** START OF Given data **

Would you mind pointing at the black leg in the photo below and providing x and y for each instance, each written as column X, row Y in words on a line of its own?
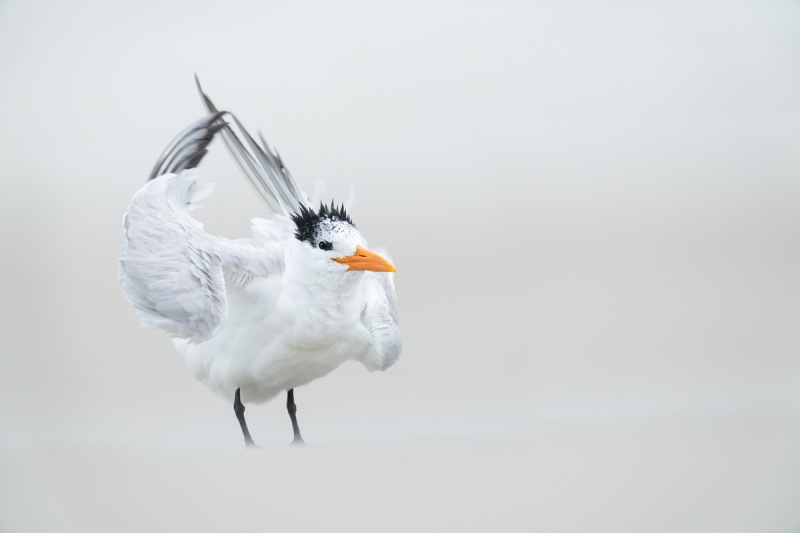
column 238, row 408
column 292, row 408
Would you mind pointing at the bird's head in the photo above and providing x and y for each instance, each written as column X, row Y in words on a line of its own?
column 329, row 231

** END OF Given data **

- **Task directions**
Could you update the part that opens with the line containing "Would you mind pointing at the bird's" and runs through the end of the records, replacing "head" with "beak" and keeping everything else the same?

- **Response to the exercise**
Would you mind pointing at the bird's beak in the photo above and providing x and y for each instance, each written as column X, row Y in words on a line of its own?
column 329, row 231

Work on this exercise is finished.